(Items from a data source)
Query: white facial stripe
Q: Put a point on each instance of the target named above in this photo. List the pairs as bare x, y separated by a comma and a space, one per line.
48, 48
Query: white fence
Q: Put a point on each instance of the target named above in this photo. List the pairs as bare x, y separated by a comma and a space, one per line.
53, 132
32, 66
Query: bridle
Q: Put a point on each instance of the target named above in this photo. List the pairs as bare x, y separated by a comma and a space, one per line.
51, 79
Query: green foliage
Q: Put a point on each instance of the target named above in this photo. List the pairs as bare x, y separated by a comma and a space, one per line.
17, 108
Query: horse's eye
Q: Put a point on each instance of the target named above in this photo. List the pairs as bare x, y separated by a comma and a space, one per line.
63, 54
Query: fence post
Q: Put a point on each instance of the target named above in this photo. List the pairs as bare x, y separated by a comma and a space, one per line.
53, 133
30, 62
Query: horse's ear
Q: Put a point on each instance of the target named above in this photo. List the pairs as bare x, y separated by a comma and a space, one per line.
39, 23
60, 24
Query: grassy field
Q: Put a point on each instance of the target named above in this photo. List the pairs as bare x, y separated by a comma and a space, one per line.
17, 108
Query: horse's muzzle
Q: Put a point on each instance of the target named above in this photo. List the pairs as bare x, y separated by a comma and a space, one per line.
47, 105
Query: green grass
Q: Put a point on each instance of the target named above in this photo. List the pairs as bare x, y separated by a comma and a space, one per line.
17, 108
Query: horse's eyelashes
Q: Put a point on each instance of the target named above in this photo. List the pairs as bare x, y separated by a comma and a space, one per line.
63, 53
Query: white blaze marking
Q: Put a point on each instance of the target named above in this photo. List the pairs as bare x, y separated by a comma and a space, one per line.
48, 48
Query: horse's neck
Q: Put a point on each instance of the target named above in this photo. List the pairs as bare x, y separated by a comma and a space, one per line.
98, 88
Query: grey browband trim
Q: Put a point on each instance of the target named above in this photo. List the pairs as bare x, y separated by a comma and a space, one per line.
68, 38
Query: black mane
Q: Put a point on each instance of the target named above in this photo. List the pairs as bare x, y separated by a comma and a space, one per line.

**Exercise:**
A bare number is required: the count of lines above with the string "white".

**Response to this task:**
3